═══ EXTRACTED RECORDS

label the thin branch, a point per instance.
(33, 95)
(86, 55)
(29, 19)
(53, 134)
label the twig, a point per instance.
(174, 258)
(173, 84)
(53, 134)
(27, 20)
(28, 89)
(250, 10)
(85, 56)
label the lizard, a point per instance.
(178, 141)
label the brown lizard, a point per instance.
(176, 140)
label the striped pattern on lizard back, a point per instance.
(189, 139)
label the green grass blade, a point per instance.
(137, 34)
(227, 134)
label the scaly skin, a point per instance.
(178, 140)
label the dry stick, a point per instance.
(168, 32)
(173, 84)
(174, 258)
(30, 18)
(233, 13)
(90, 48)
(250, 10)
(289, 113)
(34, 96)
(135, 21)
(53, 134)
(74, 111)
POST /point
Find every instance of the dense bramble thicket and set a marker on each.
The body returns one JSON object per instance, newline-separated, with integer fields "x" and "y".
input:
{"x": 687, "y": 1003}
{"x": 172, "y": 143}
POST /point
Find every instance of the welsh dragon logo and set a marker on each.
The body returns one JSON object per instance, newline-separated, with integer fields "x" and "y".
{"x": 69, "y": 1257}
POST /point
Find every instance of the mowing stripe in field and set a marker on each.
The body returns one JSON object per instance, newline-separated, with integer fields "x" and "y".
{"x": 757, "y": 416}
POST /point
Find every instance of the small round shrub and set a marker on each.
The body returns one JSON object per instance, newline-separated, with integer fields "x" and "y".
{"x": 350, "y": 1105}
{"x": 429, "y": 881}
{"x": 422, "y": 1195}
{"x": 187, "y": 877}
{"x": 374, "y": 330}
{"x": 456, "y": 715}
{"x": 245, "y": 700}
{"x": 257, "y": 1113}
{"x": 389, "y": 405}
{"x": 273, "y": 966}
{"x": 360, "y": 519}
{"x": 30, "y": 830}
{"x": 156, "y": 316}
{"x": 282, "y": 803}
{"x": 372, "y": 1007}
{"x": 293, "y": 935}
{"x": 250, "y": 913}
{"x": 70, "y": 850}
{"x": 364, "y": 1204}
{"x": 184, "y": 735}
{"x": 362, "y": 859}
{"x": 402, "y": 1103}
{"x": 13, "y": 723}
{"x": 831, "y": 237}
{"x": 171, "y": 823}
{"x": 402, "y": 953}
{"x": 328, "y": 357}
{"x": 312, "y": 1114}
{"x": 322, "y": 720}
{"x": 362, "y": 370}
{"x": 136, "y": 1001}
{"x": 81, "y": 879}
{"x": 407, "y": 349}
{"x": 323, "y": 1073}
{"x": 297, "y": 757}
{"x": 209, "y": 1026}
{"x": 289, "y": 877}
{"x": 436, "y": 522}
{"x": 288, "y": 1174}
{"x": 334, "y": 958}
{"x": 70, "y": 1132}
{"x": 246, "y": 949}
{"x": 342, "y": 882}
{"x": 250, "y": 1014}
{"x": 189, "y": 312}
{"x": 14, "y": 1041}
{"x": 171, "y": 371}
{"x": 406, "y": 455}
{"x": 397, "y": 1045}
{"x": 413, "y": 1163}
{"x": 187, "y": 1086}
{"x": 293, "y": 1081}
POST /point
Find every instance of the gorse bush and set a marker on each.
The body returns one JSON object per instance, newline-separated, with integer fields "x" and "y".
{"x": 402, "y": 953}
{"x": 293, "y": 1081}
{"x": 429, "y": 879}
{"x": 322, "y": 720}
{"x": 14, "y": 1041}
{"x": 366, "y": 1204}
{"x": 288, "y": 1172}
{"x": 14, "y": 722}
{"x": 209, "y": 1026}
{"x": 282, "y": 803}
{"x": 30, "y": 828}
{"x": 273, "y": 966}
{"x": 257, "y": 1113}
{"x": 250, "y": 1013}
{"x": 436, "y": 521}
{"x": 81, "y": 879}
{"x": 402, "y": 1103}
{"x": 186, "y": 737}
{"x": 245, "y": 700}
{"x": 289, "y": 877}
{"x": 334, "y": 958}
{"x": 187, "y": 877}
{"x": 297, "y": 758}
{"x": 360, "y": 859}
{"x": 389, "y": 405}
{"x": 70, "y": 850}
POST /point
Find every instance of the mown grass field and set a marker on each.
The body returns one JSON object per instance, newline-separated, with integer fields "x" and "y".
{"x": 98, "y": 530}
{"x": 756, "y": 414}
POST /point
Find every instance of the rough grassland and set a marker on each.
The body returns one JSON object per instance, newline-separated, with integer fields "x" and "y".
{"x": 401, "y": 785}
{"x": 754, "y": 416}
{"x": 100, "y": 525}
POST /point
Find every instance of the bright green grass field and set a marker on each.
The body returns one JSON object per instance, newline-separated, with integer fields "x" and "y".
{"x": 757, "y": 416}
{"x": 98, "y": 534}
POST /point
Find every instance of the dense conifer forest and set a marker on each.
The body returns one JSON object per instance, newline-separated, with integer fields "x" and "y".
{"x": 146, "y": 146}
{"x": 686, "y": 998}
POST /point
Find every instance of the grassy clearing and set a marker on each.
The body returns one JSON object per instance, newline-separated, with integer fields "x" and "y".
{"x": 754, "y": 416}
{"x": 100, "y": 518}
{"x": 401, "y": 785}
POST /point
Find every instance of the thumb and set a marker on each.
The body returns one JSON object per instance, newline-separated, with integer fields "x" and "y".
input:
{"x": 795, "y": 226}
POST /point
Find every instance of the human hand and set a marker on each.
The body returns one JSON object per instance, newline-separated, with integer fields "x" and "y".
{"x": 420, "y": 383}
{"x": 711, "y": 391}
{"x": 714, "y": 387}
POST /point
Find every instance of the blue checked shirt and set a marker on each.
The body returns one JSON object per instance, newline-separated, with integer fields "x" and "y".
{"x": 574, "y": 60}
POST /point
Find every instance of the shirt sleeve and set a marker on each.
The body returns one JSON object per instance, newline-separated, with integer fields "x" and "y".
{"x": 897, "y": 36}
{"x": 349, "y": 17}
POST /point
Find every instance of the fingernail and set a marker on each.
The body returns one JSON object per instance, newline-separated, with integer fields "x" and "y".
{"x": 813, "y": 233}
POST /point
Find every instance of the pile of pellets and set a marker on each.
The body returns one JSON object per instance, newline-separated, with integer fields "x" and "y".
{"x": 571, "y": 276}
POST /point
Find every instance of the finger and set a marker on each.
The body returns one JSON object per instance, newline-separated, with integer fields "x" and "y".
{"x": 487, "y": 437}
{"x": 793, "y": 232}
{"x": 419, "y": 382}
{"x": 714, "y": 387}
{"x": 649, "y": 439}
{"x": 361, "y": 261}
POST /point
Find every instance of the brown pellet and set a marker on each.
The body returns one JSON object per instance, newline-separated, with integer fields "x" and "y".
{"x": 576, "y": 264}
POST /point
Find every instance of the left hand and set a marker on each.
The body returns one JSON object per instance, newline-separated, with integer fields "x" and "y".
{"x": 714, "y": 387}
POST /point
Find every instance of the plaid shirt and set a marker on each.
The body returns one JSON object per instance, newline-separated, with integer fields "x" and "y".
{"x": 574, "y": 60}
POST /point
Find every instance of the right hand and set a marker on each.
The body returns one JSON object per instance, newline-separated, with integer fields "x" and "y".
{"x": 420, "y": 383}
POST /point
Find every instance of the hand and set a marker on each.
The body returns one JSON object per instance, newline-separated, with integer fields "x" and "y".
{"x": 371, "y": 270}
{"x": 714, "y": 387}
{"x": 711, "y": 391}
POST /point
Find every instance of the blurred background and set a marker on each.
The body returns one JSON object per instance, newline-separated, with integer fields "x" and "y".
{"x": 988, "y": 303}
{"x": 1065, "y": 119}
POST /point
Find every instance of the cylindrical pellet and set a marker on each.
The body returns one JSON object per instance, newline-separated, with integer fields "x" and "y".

══════

WORK TO BE COMPLETED: Each line above that includes the word "shirt" is to be copied.

SOLUTION FOR THIS EXERCISE:
Find every instance of the blue checked shirt and set a marker on each.
Find every instance of the shirt sleeve and set a marker on each.
Find every instance of the plaid shirt and set a marker on each.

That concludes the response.